Jove, $5.99, ISBN 0-515-12951-8
Historical Romance, 2000
My dear Miss Bellamy:
I have your brother. I’ve plucked the lad from the London Road like an overripe plum to be my guest for the month. The price of my hospitality – and his release? Five hundred pounds to be delivered by you at midnight on the thirtieth.
Instead of a search-and-destroy mission on the worst overwrought poets and authors wannabe in the area, our heroine Chelsea Bellamy (bluestocking, schooled in math, still cries whenever she remembers dead Daddy, feels guilty because she wasn’t there to say bye bye when her brother went to London – now it’s so, like, her fault he is kidnapped!) takes up the ways of the highwayman instead.
I don’t get these women. If they are so smart and schooled in all sorts of mathematical and economic skills, why don’t they just start some sort of con instead of harrying around midnight trying to rob people? Especially when it’s obvious from early on that not only Chelsea can’t shoot anyone to save her hide, she also selectively chooses her victims (i.e. robs only the annoying matrons and rich strangers, spares the nice old ladies). And of course, she feels guilty. Very, very guilty. Now I can continue reading with my conscience clear.
She robs Anthony Grenville one night (former War hero, Viscount, engaged to a boring debutante, bored with the Season) and Anthony sees right away that “One-Eyed Jack” is a woman. He is also impressed with her “intelligence”, I really don’t see how, and the author makes the mistake in assuming that since I’m told that, I don’t need to be shown Chelsea’s intelligence.
He courts her – “Sleep with me or die hanging!” – and woos her. They solve the mystery of the bad kidnapper. The end.
I do try to give leverage to this book. It is, after all, a debut (I think) from a first-time author. But really, A Rogue’s Pleasure suffers from lack of focus and characters that act more in sync with plot requirements than in character. And the very familiar plot elements weaken further an already pretty weak story.
For instance, the momentum. It stops somewhere around the third chapter and never gets any push from thereon. The author makes a big mistake in letting me know early her disapproval of Chelsea’s thieving lifestyle (very big mistake), which makes me wonder why she even bothered to introduce such a plot element in the first place. Then when the highwayman issue is tossed out in favor of a more conventional solve-the-mystery romp, things get weaker.
Chelsea? Annoyingly indecisive and strictly a cardboard virtue-and-nothing-else heroine. Anthony? Stock hero. Both will be tolerable if they stay in character, but they don’t. For instance, after a very early hands-on introduction (literally), they immediately switch from heavy-breathing mode to bickering mode. Just like that – snap! Chelsea doesn’t seem to be aware that she has just experienced her first orgasm, he doesn’t seem to be aware that he has almost blasted his firecracker. After orgasm, comes the bickering.
Things get pretty unconvincing when the hormones seem to surge only when the plot requires it and get shut off the moment orgasms need to be thrown out of the window.

# Required tasks
**a.** Decide whether each statement agrees with the book review, answering yes or no and quoting the deciding words: (i) Anthony Grenville is engaged to a debutante; (ii) the reviewer says the story's momentum stops around the third chapter; (iii) Chelsea Bellamy is a capable shot.
**b.** According to the book review, what sum does the letter to Miss Bellamy demand for her brother's release?
The material that follows is not needed for anything here.

# Records from a collection
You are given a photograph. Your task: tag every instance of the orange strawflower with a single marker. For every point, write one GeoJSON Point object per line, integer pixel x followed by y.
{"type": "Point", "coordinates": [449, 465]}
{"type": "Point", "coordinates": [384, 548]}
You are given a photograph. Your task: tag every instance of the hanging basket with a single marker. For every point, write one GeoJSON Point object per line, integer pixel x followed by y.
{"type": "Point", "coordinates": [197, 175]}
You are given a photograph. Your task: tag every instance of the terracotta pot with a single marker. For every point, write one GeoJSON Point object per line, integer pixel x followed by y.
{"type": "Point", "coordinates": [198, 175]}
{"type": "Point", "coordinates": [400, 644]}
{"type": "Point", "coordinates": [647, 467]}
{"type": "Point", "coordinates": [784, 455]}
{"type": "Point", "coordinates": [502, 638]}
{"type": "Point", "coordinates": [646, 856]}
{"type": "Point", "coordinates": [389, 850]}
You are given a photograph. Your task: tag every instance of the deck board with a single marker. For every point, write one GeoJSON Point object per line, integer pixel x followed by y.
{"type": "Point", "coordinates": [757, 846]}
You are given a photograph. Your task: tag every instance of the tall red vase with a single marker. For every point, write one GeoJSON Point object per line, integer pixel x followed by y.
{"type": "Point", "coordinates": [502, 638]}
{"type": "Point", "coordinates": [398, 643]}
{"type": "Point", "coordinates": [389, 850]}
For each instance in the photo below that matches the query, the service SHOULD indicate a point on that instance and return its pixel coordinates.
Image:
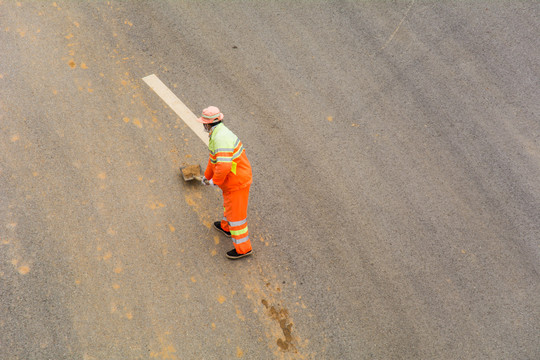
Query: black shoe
(217, 225)
(234, 255)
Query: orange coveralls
(229, 168)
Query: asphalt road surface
(395, 209)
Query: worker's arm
(221, 170)
(209, 172)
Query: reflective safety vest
(228, 164)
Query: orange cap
(210, 115)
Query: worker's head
(211, 116)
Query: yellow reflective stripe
(239, 232)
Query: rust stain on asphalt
(281, 315)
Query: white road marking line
(178, 106)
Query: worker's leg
(236, 203)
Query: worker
(229, 168)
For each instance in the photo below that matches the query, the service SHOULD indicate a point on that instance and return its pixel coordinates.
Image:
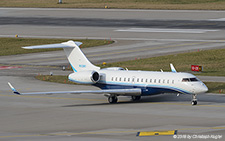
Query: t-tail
(76, 58)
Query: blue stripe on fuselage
(146, 89)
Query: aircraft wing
(129, 92)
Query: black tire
(194, 102)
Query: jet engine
(85, 77)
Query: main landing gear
(135, 98)
(194, 99)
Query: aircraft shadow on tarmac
(186, 99)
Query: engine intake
(85, 77)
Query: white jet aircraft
(116, 81)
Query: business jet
(116, 81)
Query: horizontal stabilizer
(13, 89)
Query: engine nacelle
(85, 77)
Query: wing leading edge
(129, 92)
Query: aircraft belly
(144, 90)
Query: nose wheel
(194, 100)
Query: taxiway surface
(138, 33)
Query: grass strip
(12, 46)
(214, 87)
(121, 4)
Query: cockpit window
(185, 80)
(189, 79)
(193, 79)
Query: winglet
(172, 68)
(13, 89)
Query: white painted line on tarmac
(219, 20)
(114, 38)
(162, 30)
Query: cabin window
(193, 79)
(189, 79)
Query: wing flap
(133, 92)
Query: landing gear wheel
(112, 99)
(194, 102)
(135, 98)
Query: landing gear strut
(112, 99)
(194, 99)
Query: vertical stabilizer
(172, 68)
(76, 58)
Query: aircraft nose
(204, 88)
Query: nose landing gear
(194, 99)
(112, 99)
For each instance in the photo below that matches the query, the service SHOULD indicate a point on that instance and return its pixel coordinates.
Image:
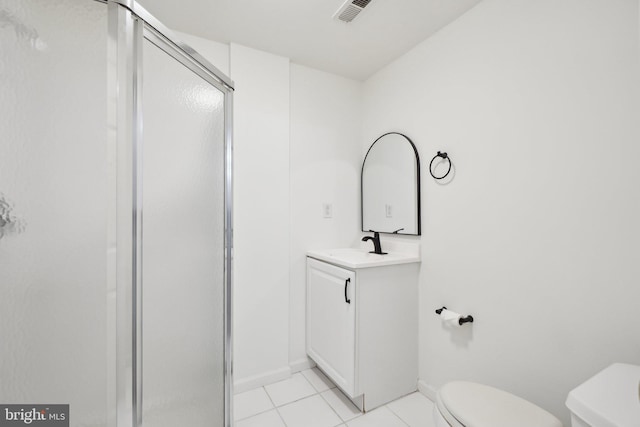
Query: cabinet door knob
(346, 288)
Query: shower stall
(115, 218)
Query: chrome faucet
(376, 243)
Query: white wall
(261, 212)
(325, 168)
(537, 234)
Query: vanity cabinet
(362, 329)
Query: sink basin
(361, 258)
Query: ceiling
(305, 32)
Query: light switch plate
(327, 210)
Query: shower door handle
(346, 289)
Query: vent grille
(350, 9)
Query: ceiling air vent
(350, 9)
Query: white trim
(430, 391)
(301, 365)
(246, 384)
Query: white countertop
(361, 258)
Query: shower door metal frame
(129, 25)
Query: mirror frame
(418, 191)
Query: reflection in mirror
(391, 186)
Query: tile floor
(310, 399)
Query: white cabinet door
(331, 327)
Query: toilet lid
(477, 405)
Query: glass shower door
(54, 208)
(183, 245)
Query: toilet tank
(611, 398)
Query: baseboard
(246, 384)
(428, 390)
(301, 365)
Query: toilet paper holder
(461, 321)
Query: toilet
(467, 404)
(611, 398)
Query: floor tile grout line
(281, 417)
(397, 416)
(339, 417)
(235, 420)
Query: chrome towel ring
(444, 156)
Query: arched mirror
(391, 186)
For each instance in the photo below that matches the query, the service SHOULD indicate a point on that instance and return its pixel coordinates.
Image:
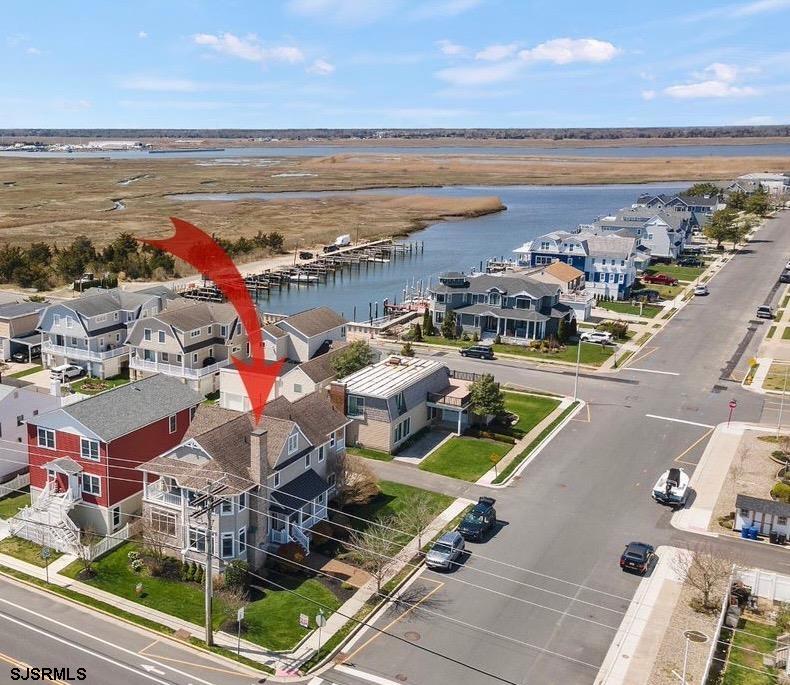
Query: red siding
(120, 479)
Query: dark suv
(479, 351)
(479, 520)
(637, 556)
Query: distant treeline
(412, 133)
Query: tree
(354, 357)
(373, 548)
(355, 482)
(448, 325)
(706, 571)
(427, 323)
(487, 397)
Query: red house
(83, 458)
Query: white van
(65, 372)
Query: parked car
(445, 552)
(602, 337)
(480, 519)
(765, 312)
(479, 351)
(637, 556)
(659, 279)
(65, 372)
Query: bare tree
(355, 482)
(416, 516)
(705, 570)
(372, 549)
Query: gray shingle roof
(120, 411)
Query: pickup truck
(660, 279)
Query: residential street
(585, 497)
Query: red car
(660, 279)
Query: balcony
(48, 347)
(176, 369)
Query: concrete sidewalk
(633, 651)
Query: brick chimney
(337, 396)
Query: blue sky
(393, 63)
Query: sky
(393, 63)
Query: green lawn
(465, 458)
(592, 353)
(26, 551)
(26, 372)
(531, 410)
(272, 621)
(92, 386)
(682, 273)
(625, 307)
(368, 453)
(751, 655)
(13, 503)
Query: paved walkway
(633, 651)
(522, 444)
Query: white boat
(671, 487)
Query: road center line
(669, 418)
(663, 373)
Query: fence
(16, 483)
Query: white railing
(78, 353)
(176, 369)
(16, 483)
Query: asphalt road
(584, 497)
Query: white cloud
(248, 48)
(449, 48)
(717, 80)
(444, 8)
(159, 85)
(494, 53)
(567, 50)
(321, 67)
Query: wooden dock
(312, 272)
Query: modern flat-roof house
(517, 308)
(83, 458)
(187, 340)
(305, 335)
(274, 479)
(91, 331)
(295, 380)
(17, 407)
(608, 261)
(397, 397)
(18, 329)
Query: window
(89, 449)
(91, 484)
(197, 539)
(356, 405)
(46, 438)
(163, 522)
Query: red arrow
(201, 251)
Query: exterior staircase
(46, 522)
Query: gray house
(517, 308)
(91, 330)
(274, 480)
(188, 340)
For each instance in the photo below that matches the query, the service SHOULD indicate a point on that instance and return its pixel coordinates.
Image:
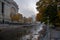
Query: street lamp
(3, 11)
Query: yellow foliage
(59, 14)
(14, 17)
(39, 17)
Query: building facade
(7, 7)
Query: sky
(27, 7)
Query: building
(28, 20)
(7, 7)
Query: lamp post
(48, 29)
(3, 12)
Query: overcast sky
(27, 7)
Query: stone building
(7, 7)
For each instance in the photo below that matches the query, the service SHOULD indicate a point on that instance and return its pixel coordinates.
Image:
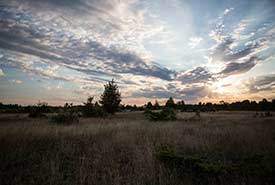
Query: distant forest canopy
(246, 105)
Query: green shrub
(38, 110)
(93, 110)
(66, 116)
(166, 114)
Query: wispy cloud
(2, 73)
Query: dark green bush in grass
(166, 114)
(91, 109)
(38, 110)
(67, 115)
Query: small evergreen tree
(149, 105)
(111, 98)
(156, 105)
(170, 103)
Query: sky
(196, 51)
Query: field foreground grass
(218, 148)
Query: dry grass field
(218, 148)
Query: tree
(170, 103)
(149, 105)
(111, 98)
(156, 105)
(180, 105)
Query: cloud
(2, 73)
(25, 35)
(261, 83)
(238, 68)
(17, 81)
(191, 93)
(227, 11)
(197, 75)
(194, 42)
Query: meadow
(225, 147)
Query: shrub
(92, 110)
(166, 114)
(111, 98)
(67, 115)
(38, 110)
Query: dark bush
(166, 114)
(66, 116)
(93, 110)
(38, 110)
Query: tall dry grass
(120, 149)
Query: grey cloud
(22, 36)
(262, 83)
(192, 93)
(197, 75)
(237, 68)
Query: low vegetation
(67, 115)
(194, 144)
(166, 114)
(222, 148)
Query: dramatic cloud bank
(75, 46)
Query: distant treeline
(245, 105)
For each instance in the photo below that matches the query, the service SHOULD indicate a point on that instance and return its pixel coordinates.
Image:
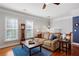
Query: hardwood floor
(8, 52)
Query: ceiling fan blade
(44, 6)
(56, 3)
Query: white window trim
(6, 40)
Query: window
(29, 29)
(11, 29)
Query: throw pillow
(52, 37)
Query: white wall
(39, 23)
(64, 24)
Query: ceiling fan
(44, 5)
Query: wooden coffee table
(31, 46)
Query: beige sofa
(47, 43)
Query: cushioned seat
(47, 43)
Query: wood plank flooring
(8, 52)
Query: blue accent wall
(76, 29)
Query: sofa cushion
(40, 40)
(47, 43)
(46, 35)
(52, 36)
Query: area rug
(19, 51)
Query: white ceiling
(36, 8)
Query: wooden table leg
(40, 49)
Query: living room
(32, 21)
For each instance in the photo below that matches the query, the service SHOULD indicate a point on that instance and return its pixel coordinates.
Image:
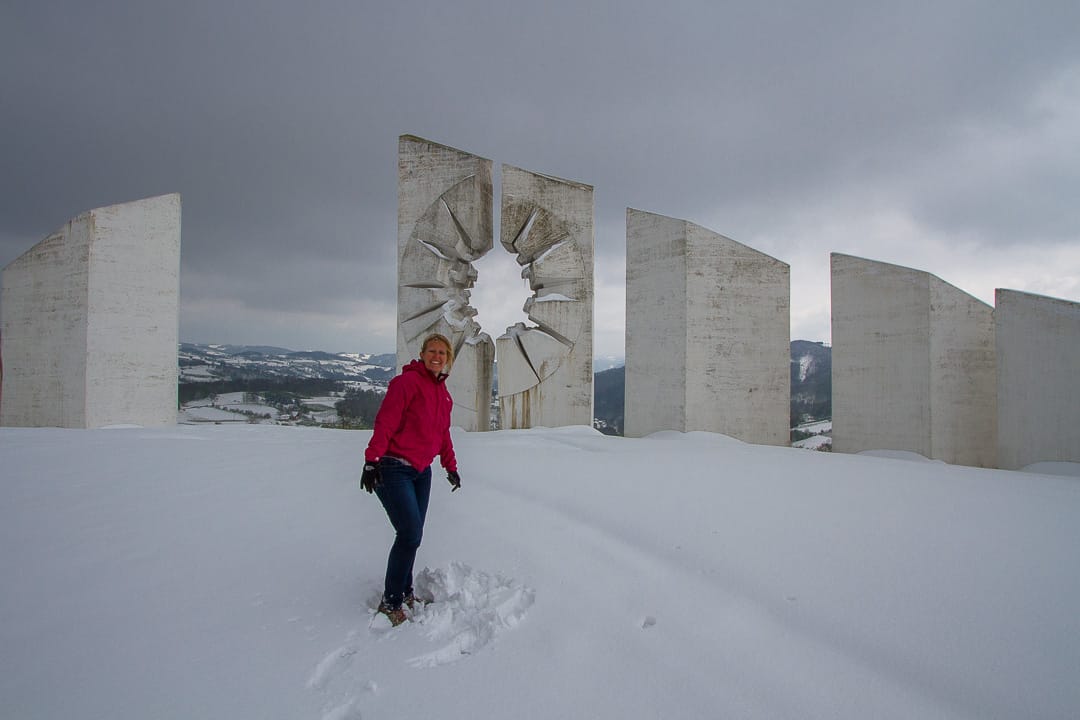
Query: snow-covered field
(229, 571)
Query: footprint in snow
(467, 610)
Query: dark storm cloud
(278, 122)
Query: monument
(707, 334)
(914, 365)
(545, 371)
(444, 225)
(1038, 347)
(90, 321)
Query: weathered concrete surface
(444, 225)
(1038, 347)
(90, 321)
(707, 334)
(914, 364)
(545, 371)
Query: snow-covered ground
(229, 571)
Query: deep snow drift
(229, 572)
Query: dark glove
(370, 478)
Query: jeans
(404, 492)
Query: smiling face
(435, 356)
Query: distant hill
(811, 389)
(811, 375)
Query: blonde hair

# Answer section
**a.**
(i) Yes: "engaged to a boring debutante"
(ii) Yes: "It stops somewhere around the third chapter"
(iii) No: "Chelsea can’t shoot anyone to save her hide"

**b.** Five hundred pounds.